Source document —
Can't wait to get my skiff to mingo and get it done on some real snook though. lol

Also caught one even smaller peacock than any of the snook.
It was a miniature day today. lol

I know if I would have been able to stay longer, I would have gotten one of the larger snook.


----------



## skinny_water (Jun 11, 2008)

Congrats! The first one is always the hardest!

I have found tons of snook in fresh water rivers. The "freshest" one that I caught was 5 miles from Zolfo Springs on the Peace River. Caught in 2004 just after hurricane season, the water level was really low, and he was almost landlocked.


----------



## paint it black (Nov 3, 2007)

Yeah I have caught plenty of snook in freshwater but none this small. 
I hooked my biggest snook in freshwater till it broke my X-rap at boatside and came off before we could boat it.
It was 40+ inches. 

My first snook ever was about 4 years ago in freshwater on an X-rap too.. lol
Actually it was even at the same lake as I was at today.

But I've been wanting one on fly so bad. lol

Would be great to hook up to a nice sized one on fly.


----------



## skinny_water (Jun 11, 2008)

You get your 8wt fixed?


----------



## paint it black (Nov 3, 2007)

> You get your 8wt fixed?




Not really.
Using my 5wt reel and line on the cheap scientific angler 8wt rod until I just buy a new combo.
The other 8wt is working, but it's much harder to cast.


----------



## mark_gardner (Mar 18, 2009)

> Congrats!  The first one is always the hardest!
> 
> I have found tons of snook in fresh water rivers.  The "freshest" one that I caught was 5 miles from Zolfo Springs on the Peace River.  Caught in 2004 just after hurricane season, the water level was really low, and he was almost landlocked.



same here, we were doing a 2 day float trip down the peace river and i caught a couple of them  they were small ones but a lot of fun on ultra lite equipment ;D


glad you put your boy on one stra8 and even happier they didnt tow your truck ;D


----------



## HaMm3r (Dec 11, 2006)

Congrats on the fly caught snook! [smiley=supercool.gif] Still looking my first on fly.


----------



## james_bingham3 (Oct 22, 2009)

> > Congrats!  The first one is always the hardest!
> >
> > I have found tons of snook in fresh water rivers.  The "freshest" one that I caught was 5 miles from Zolfo Springs on the Peace River.  Caught in 2004 just after hurricane season, the water level was really low, and he was almost landlocked.

Data shown —
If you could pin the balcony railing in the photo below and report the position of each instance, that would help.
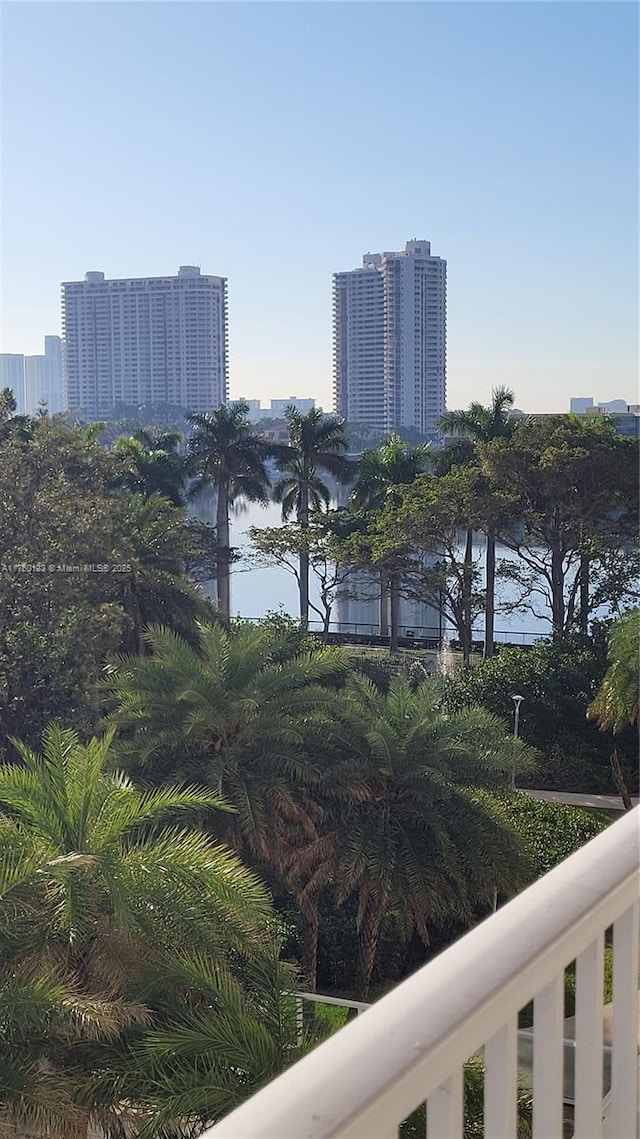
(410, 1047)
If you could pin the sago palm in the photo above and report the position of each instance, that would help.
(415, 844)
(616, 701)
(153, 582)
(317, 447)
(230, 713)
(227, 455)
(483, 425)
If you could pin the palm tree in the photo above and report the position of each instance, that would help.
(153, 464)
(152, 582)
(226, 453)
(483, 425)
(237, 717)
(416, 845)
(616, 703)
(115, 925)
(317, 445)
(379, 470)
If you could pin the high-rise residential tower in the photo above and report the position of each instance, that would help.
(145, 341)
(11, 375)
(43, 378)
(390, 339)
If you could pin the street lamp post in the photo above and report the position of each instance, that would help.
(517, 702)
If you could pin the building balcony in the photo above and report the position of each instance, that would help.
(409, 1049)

Work instructions —
1. Can you rewrite everything in the rows from the one containing "If you could pin the street" down to the end of the rows, requests included, shifting every coordinate in the answers by -54?
2. Proceed with the snook fishing thread, picking up right after its last line.

Outputs —
1.
If you could pin the street lamp post in the photo above and report the position of each instance, that would help.
(463, 648)
If you could pin the building balcony in the photo above and report the position of each instance, that would help.
(355, 995)

2.
> 
> ...




i caught my first fresh water snook under the bridge on 17 in zolfo, we were building the bridge and on my lunch break i destroyed a push button zebco , had to pull him in by hand 22" best lunch i had all year , that area also has some of the best shaarks teeth to be found. i was looking at fly rods yesterday , wife says i have hard enough time catchen fish with a spinning rod  I need a new wife


----------



## hilrod (Jul 23, 2008)

Congrats on your first snook on fly. Send me a message if your going to do any fishing this weekend. I just got a Sage largemouth and I am planning on breaking it in this weekend.


----------



## paint it black (Nov 3, 2007)

> Congrats on your first snook on fly. Send me a message if your going to do any fishing this weekend. I just got a Sage largemouth and I am planning on breaking it in this weekend.



Planning on doing some fishing around local areas with fly on Sunday.
A friend of my parents has a fly rod and he's been asking me to show him the ropes a bit.
He said he can cast, but hasn't caught much. 
I'll probably take him around town see if he gets some fish.
Let me know if you're interested. 
As long as things don't get complicated at the shop, all things should be a go for Sunday.


----------



## hilrod (Jul 23, 2008)

> > Congrats on your first snook on fly. Send me a message if your going to do any fishing this weekend. I just got a Sage largemouth and I am planning on breaking it in this weekend.
> 
> 
> 
> ...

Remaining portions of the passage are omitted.